··· Given passage

US 4991163 A
An optical disc consists of a base plate, a reflective thin layer, and a protective thin layer. The optical disc has a sample mark area having two sample marks, one of which is off-set on one side of a track, another of which is off-set at an opposite side of a track. These sample marks are produced by an injection molding with replica technique. At the time of the injection molding, additional pressure moves soft injected plastic resin, which causes double transcription of the sample marks. For preventing the double transcription, groove areas are provided on opposite sides of the sample mark area. The groove areas provide an anchor effect at the time of injection molding.
1. An injected molded optical information medium formed or injected soft material comprising an optical disc with first, second and third areas radially arranged so that said first and third areas are disposed respectively radially inwardly and radially outwardly of said second area, said second area being a sample mark area including at least one circumferentially extending track containing a plurality of spaced sample mark portions disposed along the track, each sample mark portion including at least two sample mark pits, one of the sample mark pits being slightly off-set on one side of the track, and the other of the sample mark pits being slightly off-set at an opposite side of the track and means for stopping movement of the soft injected material forming the optical information medium during injection molding so as to prevent multiple transcription of the sample mark pits in the sample area, said means for stopping movement being groove areas including a plurality of uneven tracks provided in said first and second areas.

······
··· Entries supplied

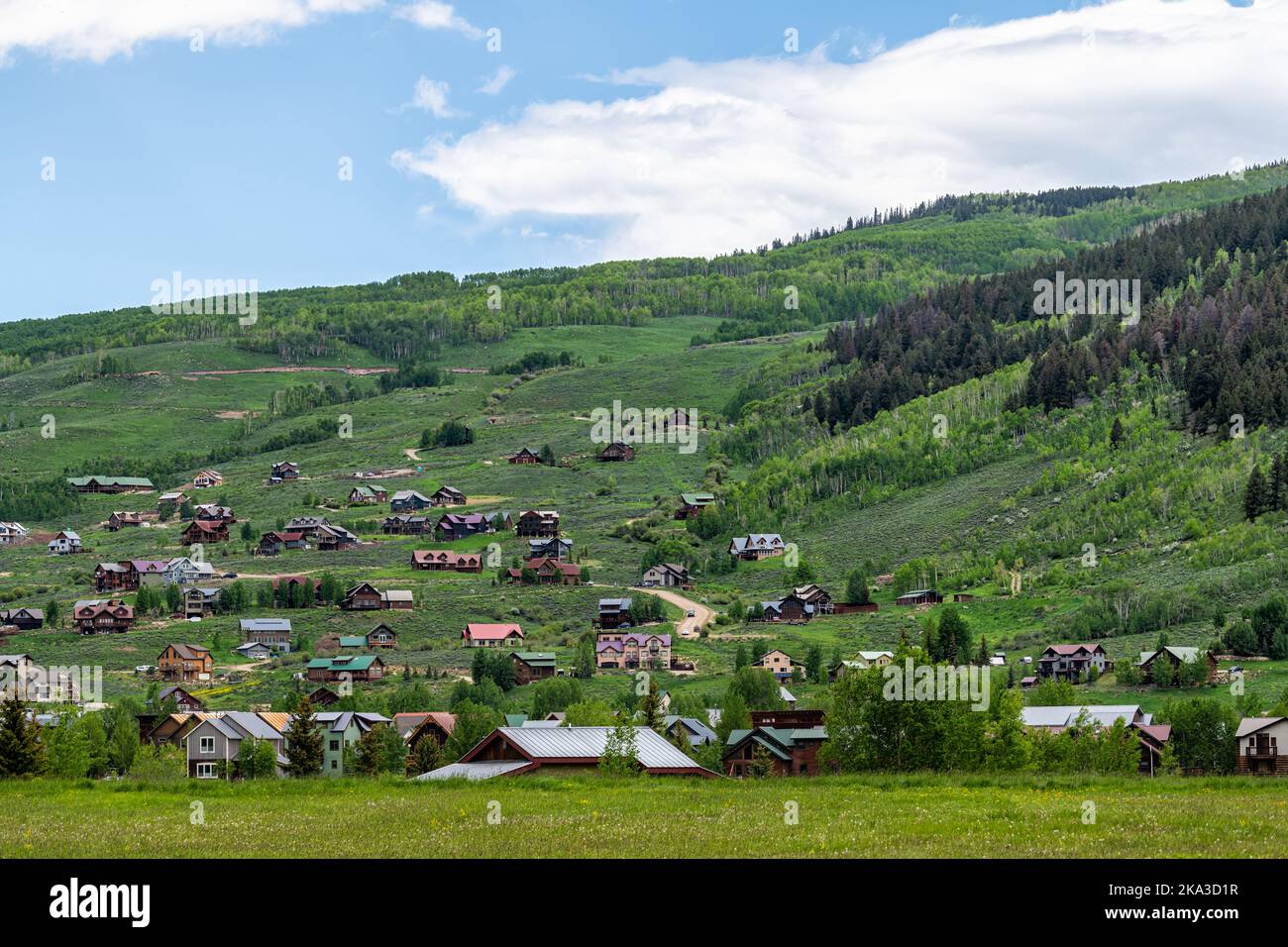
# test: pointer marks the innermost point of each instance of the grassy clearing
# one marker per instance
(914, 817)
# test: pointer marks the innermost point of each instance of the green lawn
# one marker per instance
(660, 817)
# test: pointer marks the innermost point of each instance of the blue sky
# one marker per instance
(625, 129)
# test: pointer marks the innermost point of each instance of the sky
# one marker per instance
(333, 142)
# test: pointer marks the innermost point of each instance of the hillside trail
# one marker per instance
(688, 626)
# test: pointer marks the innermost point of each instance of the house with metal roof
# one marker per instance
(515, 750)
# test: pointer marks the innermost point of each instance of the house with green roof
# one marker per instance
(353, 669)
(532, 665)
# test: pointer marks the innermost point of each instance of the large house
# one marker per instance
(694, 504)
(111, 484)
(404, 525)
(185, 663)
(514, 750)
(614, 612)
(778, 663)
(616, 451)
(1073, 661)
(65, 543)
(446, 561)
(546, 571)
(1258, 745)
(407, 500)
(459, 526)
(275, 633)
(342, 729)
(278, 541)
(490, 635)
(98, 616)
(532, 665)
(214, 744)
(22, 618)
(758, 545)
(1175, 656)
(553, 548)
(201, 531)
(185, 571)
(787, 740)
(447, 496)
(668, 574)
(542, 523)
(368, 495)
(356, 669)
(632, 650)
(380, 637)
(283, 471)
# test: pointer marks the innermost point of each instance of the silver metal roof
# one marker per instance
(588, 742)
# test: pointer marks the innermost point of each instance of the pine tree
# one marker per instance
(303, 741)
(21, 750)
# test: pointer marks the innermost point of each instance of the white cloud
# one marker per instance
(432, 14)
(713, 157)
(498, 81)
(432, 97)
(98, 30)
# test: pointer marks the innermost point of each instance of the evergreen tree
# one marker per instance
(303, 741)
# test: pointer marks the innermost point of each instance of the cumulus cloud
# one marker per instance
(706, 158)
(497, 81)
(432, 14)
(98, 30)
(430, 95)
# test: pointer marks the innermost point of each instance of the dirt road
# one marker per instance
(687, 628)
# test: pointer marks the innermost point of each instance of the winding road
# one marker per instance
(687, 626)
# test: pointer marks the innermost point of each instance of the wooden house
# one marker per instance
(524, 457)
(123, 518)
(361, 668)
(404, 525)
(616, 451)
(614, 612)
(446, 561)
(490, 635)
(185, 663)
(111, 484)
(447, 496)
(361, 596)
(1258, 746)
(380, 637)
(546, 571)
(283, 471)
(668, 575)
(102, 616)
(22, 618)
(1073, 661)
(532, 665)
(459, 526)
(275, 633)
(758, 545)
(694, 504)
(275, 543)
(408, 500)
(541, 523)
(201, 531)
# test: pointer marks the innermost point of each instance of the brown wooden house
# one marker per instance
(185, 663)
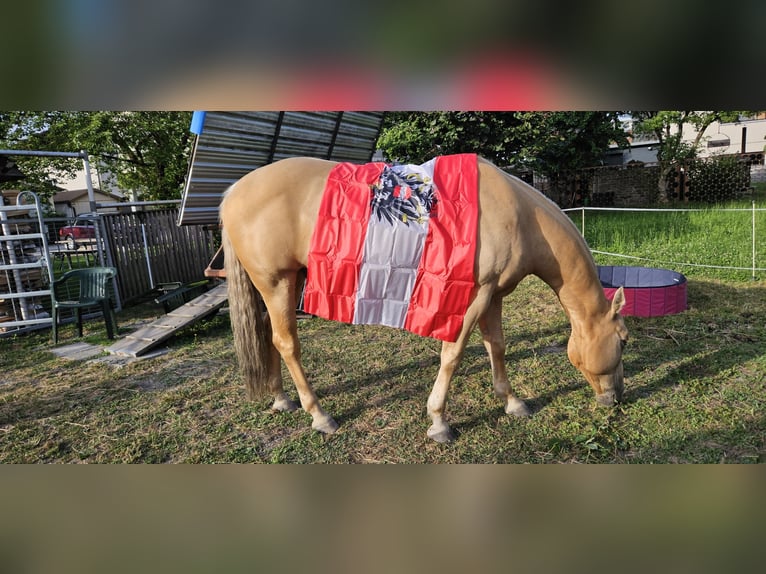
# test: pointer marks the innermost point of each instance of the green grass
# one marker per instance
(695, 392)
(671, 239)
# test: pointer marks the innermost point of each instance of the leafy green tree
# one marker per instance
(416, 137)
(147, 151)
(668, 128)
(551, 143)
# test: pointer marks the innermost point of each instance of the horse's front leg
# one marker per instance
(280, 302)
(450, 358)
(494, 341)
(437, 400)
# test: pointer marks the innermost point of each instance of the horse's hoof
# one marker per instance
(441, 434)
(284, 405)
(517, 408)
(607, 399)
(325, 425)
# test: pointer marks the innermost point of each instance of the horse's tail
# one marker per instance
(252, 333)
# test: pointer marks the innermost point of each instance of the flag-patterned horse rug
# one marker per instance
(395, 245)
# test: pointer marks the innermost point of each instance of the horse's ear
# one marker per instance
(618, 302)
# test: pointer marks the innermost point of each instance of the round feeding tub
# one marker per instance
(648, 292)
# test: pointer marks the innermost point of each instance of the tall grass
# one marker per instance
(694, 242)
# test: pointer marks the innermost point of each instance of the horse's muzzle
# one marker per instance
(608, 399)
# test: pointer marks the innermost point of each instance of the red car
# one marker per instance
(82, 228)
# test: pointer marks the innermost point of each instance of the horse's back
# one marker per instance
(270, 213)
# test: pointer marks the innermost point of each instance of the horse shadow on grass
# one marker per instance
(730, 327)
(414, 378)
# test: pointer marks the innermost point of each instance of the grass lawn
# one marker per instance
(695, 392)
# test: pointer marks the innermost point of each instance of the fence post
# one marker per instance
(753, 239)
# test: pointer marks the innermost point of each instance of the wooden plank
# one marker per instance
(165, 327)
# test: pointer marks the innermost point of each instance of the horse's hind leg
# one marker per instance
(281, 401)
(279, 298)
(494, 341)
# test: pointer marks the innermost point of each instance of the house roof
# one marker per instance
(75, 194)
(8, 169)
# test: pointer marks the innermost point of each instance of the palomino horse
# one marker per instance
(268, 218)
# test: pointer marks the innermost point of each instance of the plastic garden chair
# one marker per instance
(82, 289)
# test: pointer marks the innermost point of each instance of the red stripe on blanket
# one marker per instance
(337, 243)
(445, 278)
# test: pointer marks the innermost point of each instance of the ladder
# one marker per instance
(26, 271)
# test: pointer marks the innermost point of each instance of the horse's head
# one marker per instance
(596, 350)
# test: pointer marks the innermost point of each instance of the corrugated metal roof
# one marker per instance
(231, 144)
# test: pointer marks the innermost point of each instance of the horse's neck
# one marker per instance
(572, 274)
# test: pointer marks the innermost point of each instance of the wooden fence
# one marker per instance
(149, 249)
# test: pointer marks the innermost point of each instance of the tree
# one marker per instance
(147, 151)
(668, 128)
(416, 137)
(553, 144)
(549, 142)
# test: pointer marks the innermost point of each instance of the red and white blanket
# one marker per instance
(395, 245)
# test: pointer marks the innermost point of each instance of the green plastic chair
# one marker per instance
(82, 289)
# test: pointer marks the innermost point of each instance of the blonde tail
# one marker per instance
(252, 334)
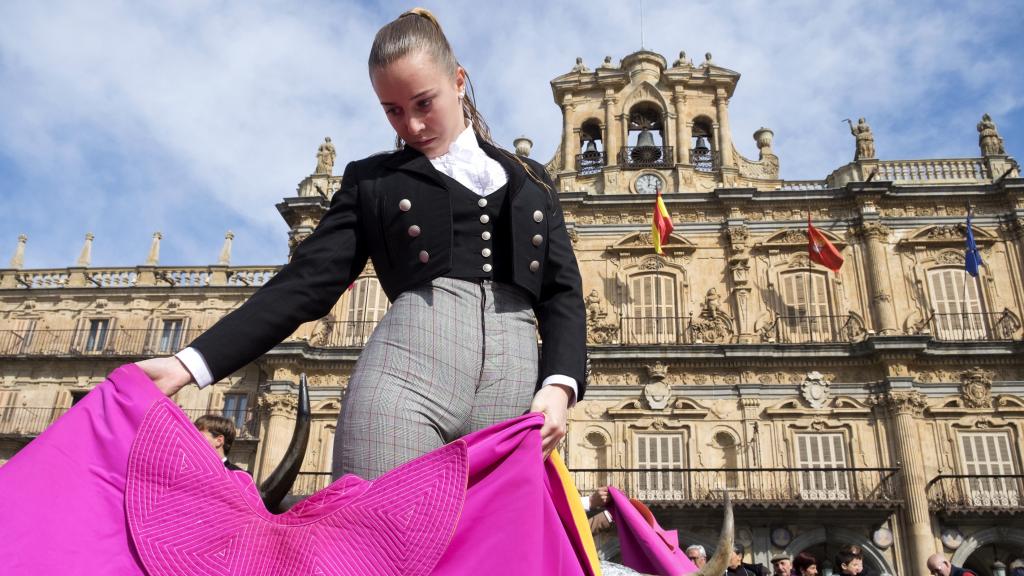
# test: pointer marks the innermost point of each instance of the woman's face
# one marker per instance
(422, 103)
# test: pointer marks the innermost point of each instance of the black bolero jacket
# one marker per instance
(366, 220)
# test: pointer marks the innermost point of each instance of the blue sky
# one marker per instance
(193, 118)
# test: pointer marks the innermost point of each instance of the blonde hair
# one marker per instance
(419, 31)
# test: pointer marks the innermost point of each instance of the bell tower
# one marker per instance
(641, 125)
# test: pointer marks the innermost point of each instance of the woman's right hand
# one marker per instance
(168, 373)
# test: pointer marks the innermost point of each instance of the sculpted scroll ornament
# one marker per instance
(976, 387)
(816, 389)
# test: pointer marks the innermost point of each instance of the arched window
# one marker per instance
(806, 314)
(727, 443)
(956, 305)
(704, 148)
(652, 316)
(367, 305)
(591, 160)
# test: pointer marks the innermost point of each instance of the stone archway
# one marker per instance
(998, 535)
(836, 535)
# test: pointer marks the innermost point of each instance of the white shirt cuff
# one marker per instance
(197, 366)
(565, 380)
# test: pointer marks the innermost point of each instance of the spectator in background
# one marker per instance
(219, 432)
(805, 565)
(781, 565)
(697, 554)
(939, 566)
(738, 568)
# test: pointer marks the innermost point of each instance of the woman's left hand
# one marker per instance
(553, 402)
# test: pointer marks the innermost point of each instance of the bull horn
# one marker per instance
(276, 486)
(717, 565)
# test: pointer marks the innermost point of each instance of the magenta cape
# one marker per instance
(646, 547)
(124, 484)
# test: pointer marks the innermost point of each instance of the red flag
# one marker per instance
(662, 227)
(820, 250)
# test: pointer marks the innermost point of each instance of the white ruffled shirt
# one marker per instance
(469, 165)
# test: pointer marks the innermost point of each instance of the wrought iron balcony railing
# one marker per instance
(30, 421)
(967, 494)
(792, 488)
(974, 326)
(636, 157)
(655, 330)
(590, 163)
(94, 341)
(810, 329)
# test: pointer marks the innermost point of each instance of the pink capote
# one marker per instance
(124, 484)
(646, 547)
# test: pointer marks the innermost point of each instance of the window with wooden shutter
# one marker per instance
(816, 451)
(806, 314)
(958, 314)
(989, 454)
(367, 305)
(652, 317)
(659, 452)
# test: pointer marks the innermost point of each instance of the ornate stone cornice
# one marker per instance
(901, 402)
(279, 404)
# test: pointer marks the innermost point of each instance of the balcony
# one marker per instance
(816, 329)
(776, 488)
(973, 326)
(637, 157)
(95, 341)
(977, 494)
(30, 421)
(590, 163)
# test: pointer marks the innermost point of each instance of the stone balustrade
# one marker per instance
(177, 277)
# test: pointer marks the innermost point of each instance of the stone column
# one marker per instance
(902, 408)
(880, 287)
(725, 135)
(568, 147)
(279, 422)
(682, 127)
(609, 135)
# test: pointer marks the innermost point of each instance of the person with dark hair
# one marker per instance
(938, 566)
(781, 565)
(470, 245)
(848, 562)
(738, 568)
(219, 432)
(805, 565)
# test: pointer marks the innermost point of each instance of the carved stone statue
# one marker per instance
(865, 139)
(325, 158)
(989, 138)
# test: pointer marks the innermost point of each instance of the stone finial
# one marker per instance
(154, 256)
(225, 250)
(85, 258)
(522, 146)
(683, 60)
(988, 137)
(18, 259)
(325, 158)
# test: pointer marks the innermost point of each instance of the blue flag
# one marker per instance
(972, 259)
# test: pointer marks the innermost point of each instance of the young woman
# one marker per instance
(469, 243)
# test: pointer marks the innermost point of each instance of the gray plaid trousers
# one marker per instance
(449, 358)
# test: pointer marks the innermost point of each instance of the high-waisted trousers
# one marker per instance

······

• [Required work]:
A. In the patent text, what provides an anchor effect during injection molding?
B. Reproduce the part of the patent text starting with "US 4991163 A" and going on through "of injection molding.".

• [Results by task]:
A. The groove areas on opposite sides of the sample mark area provide the anchor effect.

B.
US 4991163 A
An optical disc consists of a base plate, a reflective thin layer, and a protective thin layer. The optical disc has a sample mark area having two sample marks, one of which is off-set on one side of a track, another of which is off-set at an opposite side of a track. These sample marks are produced by an injection molding with replica technique. At the time of the injection molding, additional pressure moves soft injected plastic resin, which causes double transcription of the sample marks. For preventing the double transcription, groove areas are provided on opposite sides of the sample mark area. The groove areas provide an anchor effect at the time of injection molding.